# Provided records:
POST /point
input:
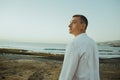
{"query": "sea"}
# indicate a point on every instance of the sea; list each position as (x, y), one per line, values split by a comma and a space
(105, 51)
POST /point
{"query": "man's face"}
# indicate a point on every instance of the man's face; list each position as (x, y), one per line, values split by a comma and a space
(75, 26)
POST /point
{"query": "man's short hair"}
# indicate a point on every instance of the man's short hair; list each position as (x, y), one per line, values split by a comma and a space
(83, 19)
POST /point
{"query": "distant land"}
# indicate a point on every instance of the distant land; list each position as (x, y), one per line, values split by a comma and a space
(115, 43)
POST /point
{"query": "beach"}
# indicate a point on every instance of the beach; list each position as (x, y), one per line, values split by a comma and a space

# About this exercise:
In the data above, find the line containing "# indicate a point on every instance of the distant", then copy it and every later line exactly.

# Output for this task:
# indicate a point on every instance of the distant land; list each position as (x, y), one per line, values split by a comma and a space
(115, 43)
POST /point
{"query": "beach"}
# indicate a point on every instance of the beach; list each position as (x, y), one per line, values split by a comma and a space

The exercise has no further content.